Work required: Reproduce the passage of the Endhiran blog post from "ENDHIRAN ADDENDUM" to "argument falls apart.", word for word.

Document excerpt:
Saturday 9 October 2010

ENDHIRAN ADDENDUM


The other night I reviewed Endhiran (or Enthiran, as Wikipedia has it, or The Robot in English) for Tor. It spawned a couple thoughts: one, I don't get out to see movies in theaters as often as I should, and the place out in Queens where Endhiran's playing right now is this awesome old movie palace that reminds me fondly of the old Metropolitan in downtown Brooklyn (now a church, of all the things). Seeing movies in theaters is just right. I can go on all I like about how watching things at home lets me block out all distractions and just see the movie, then I remember that when I watch a movie at home I end up live-tweeting the fucking thing and checking my fantasy football roster and such and that argument falls apart.

The other is how bizarrely unknown the popular cinema of the world's second largest country is in the US. I'm not terribly well-versed in the cinema of India, but I know enough to know that the tendency most of my countrymen have to lump everything Indian under the catch-all “Bollywood” is dumb. “Bollywood” is one—albeit prominent—part of the Indian movie industry, based in Mumbai, and they're in the Hindi language. Endhiran, for one example, was made in Tamil Nadu, in Tamil. Americans are used to a movie being shot in, say, Santa Fe as being a Hollywood movie if a Hollywood studio produced or distributed it (Santa Fe and Los Angeles are roughly the same distance as Mumbai is from Tamil Nadu). But imagine if they spoke an entirely different language in Santa Fe. Wouldn't it make sense to call the cinema of New Mexico something other than “Hollywood”?

I had never heard of Endhiran before a few days ago. It first came to my attention when my friends Abe Goldfarb and James Comtois started talking very excitedly about going to see a movie starring a guy named Superstar Rajinikanth. “That's the greatest fucking name I've ever heard,” I thought to myself. They invited me to go with them, but for extremely complicated and boring reasons I was unable to join them. It did, however, occur to me to see if Tor would pay me to go see it—the notion of getting paid to do something that doesn't suck is still wonderfully new and exotic to me—and when it transpired that they would, I headed out to Jackson Heights the next night to go check it out.

Basically, my thoughts on the movie are covered in the Tor review, but one thing I didn't get a chance to expand on in properly baroque/profane fashion is how motherfucking awesome Rajinikanth is in this fucking movie. He's this little bald 60 year old dude, but slap a bad wig and some shades on the cat and he turns into a SUPERSTAR. It's the most appropriate nickname for someone that awesome since basketball legend “Magic” Johnson (only better because there's no blaring dick joke staring you in the face), and it makes me wish Western movie stars would follow his example and take new names that sum themselves up perfectly: we'd have pictures from Increasingly Solid DiCaprio, Weirdly Polarizing Heigl, Why The Fuck Do I Have A Career Kutcher and No, Why The Fuck Do I Have a Career Jessica Parker.

Dataset entries
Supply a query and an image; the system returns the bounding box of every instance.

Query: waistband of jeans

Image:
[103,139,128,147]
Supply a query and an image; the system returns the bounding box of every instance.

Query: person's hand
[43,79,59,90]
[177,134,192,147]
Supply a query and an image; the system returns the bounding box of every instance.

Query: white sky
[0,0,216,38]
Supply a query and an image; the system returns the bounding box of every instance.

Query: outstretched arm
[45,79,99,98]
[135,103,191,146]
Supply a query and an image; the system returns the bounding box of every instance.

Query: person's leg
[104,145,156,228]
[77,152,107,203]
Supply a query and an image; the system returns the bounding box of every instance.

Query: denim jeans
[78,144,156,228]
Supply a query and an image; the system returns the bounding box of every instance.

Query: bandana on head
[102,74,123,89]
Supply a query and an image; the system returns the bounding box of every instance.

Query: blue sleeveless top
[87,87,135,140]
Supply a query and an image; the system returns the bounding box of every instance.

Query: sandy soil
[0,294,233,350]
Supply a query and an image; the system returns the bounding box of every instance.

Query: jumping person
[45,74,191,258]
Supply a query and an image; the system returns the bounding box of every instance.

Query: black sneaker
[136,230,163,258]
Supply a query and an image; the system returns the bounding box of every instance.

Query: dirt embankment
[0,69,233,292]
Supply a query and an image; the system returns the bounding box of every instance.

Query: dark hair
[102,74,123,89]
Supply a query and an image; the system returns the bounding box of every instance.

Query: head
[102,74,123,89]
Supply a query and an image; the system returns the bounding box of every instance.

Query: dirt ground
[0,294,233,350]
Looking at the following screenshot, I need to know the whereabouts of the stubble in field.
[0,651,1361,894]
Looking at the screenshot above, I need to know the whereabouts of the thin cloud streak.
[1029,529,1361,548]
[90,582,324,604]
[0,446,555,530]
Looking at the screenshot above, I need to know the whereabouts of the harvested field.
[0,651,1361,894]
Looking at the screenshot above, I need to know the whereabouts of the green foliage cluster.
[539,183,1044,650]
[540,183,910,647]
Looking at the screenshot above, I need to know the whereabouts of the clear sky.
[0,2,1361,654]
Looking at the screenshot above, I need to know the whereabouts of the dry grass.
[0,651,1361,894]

Task response:
ENDHIRAN ADDENDUM


The other night I reviewed Endhiran (or Enthiran, as Wikipedia has it, or The Robot in English) for Tor. It spawned a couple thoughts: one, I don't get out to see movies in theaters as often as I should, and the place out in Queens where Endhiran's playing right now is this awesome old movie palace that reminds me fondly of the old Metropolitan in downtown Brooklyn (now a church, of all the things). Seeing movies in theaters is just right. I can go on all I like about how watching things at home lets me block out all distractions and just see the movie, then I remember that when I watch a movie at home I end up live-tweeting the fucking thing and checking my fantasy football roster and such and that argument falls apart.